> YOUR OBJECTIVE:
Gather every line of the data below that contains the word "bicycle", copying each one in full. Treat uppercase and lowercase letters as different when matching.

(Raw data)
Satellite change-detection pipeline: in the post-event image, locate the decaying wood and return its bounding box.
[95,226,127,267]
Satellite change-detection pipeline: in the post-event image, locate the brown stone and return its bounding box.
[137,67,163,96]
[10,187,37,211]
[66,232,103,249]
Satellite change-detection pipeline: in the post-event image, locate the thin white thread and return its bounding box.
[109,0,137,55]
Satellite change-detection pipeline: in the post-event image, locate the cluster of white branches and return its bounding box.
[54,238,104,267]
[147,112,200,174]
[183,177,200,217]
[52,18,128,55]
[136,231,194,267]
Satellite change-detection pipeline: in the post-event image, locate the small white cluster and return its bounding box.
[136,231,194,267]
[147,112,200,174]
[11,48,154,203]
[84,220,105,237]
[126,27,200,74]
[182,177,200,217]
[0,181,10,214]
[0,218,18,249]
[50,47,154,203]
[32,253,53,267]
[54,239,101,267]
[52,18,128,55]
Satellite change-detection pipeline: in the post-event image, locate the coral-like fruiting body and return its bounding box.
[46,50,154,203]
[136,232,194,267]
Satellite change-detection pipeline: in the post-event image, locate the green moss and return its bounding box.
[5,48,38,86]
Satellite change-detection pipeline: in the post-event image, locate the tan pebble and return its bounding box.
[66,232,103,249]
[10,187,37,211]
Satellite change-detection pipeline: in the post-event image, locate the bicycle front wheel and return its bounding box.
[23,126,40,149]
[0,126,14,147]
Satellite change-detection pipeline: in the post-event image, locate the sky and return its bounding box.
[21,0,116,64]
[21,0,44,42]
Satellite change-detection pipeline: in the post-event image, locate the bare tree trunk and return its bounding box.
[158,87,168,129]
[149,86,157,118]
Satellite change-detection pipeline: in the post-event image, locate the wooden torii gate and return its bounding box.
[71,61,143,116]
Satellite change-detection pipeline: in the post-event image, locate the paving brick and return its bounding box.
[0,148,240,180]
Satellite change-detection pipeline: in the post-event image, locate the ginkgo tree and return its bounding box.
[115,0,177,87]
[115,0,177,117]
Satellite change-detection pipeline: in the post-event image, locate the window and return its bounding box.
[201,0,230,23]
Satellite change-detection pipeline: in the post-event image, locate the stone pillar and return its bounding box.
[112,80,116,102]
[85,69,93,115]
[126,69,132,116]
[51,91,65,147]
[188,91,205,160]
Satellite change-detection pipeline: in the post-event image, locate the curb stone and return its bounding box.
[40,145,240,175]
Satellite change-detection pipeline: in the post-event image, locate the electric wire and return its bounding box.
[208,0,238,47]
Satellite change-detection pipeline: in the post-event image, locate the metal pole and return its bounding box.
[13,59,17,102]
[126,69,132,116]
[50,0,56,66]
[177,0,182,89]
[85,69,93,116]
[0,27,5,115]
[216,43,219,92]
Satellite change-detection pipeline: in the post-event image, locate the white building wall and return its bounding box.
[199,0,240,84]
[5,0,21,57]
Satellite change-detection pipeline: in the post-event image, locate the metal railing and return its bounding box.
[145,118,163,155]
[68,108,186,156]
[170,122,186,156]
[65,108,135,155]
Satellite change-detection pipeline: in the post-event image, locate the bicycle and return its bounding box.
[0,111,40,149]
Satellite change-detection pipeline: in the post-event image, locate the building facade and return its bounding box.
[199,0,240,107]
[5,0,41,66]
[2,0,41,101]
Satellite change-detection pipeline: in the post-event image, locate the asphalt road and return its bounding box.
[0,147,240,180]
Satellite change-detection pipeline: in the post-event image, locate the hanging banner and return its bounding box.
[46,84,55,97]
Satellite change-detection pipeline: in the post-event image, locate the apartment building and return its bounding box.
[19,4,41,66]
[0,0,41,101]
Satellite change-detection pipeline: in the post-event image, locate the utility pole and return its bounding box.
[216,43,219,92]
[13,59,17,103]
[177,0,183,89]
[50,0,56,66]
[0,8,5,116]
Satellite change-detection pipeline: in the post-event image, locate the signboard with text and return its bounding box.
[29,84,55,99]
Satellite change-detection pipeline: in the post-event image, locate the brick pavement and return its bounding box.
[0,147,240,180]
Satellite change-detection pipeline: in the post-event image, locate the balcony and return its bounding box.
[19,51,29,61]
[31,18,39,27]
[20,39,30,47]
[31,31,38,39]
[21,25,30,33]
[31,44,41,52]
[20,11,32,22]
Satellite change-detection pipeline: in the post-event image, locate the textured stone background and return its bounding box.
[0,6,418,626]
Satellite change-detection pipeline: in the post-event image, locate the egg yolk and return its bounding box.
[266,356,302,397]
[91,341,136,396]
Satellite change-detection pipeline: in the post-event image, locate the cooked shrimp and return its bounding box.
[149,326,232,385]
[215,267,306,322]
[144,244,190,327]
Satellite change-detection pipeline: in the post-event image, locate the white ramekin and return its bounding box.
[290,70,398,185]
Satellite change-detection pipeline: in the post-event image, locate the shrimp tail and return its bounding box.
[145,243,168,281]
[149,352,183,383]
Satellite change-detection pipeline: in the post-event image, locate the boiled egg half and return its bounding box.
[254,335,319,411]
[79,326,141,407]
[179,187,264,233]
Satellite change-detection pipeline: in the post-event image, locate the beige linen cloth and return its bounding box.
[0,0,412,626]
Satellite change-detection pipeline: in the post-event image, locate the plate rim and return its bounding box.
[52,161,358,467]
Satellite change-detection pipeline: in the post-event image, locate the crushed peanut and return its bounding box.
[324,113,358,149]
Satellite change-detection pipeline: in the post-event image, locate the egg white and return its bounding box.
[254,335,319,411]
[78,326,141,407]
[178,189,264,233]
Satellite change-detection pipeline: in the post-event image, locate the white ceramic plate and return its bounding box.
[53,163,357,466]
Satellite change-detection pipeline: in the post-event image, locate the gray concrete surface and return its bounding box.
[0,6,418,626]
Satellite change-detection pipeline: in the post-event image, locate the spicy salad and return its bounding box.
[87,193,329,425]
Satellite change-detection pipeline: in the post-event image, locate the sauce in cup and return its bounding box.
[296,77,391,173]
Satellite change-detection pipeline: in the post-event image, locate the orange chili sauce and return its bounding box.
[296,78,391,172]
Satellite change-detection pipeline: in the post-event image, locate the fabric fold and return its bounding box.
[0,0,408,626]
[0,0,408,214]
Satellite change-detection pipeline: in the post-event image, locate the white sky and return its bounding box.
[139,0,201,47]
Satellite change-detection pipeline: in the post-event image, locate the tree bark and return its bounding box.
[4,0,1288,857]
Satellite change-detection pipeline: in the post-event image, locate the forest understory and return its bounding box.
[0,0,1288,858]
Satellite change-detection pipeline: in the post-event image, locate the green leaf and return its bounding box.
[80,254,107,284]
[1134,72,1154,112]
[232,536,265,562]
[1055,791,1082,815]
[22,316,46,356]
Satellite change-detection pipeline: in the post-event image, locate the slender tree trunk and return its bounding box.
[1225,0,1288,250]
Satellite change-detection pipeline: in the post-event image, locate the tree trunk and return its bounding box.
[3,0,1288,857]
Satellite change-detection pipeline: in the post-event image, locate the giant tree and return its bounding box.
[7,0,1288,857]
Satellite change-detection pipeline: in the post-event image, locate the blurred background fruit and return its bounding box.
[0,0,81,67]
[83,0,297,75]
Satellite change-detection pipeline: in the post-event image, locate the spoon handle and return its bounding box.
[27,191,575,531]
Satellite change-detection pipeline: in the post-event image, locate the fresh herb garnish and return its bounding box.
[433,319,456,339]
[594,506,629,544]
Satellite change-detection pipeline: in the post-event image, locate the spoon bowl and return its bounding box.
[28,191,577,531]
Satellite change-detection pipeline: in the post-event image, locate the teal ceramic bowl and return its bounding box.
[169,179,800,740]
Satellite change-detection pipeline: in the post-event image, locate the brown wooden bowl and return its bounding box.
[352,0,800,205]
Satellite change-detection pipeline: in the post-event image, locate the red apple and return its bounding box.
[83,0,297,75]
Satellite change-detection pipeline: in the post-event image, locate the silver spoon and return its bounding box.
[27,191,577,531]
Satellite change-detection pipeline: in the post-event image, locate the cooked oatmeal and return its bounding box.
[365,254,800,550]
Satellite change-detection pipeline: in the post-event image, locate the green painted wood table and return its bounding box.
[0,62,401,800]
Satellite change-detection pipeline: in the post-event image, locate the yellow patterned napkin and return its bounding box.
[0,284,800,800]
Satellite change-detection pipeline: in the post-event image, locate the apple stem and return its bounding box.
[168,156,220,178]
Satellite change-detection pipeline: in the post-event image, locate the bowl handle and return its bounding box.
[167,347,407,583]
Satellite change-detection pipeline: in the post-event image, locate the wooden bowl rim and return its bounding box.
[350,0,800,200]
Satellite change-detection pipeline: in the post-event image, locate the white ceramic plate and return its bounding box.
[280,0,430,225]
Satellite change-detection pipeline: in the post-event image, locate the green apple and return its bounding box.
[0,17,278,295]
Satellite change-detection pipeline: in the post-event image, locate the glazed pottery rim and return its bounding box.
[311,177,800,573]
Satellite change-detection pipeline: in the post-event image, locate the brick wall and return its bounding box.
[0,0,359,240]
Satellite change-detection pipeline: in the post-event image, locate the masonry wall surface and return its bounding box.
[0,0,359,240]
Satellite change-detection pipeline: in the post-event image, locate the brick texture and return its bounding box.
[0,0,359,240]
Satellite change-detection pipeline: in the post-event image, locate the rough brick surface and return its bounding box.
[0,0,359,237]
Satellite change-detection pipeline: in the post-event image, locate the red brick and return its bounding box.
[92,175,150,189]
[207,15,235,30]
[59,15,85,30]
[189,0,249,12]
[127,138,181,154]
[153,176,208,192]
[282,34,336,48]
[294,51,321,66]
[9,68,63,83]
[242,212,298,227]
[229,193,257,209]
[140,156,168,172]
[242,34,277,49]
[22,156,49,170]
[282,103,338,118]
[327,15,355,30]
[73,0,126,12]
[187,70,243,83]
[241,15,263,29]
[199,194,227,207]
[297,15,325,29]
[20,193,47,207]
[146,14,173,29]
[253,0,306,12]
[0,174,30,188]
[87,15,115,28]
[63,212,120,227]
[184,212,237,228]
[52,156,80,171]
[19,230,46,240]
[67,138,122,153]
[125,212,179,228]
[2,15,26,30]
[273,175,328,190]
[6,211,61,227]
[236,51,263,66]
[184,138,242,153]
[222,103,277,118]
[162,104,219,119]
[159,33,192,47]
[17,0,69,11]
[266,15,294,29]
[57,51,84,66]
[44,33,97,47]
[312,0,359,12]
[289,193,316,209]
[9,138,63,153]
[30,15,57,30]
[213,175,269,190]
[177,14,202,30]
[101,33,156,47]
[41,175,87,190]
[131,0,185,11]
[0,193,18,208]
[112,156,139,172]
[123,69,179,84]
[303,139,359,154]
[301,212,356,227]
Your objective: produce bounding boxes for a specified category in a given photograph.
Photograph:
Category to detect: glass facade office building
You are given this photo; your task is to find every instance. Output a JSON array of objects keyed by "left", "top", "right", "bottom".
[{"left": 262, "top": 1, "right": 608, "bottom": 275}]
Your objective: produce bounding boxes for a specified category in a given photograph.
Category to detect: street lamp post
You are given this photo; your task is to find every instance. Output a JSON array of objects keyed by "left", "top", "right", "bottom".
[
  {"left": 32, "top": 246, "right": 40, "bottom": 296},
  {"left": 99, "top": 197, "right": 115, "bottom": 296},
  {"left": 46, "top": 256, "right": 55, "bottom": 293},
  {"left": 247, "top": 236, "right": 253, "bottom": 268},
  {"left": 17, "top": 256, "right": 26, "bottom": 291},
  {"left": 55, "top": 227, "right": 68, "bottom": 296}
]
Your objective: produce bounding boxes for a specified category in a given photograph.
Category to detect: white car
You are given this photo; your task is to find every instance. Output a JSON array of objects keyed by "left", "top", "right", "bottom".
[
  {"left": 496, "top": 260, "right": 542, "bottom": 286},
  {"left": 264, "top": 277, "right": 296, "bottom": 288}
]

> THE SOLUTION:
Satellite change-detection pipeline: in the post-event image, locate the bicycle front wheel and return its bounding box.
Satellite change-detection pipeline: in the post-event image, locate the bicycle and return its bounding box.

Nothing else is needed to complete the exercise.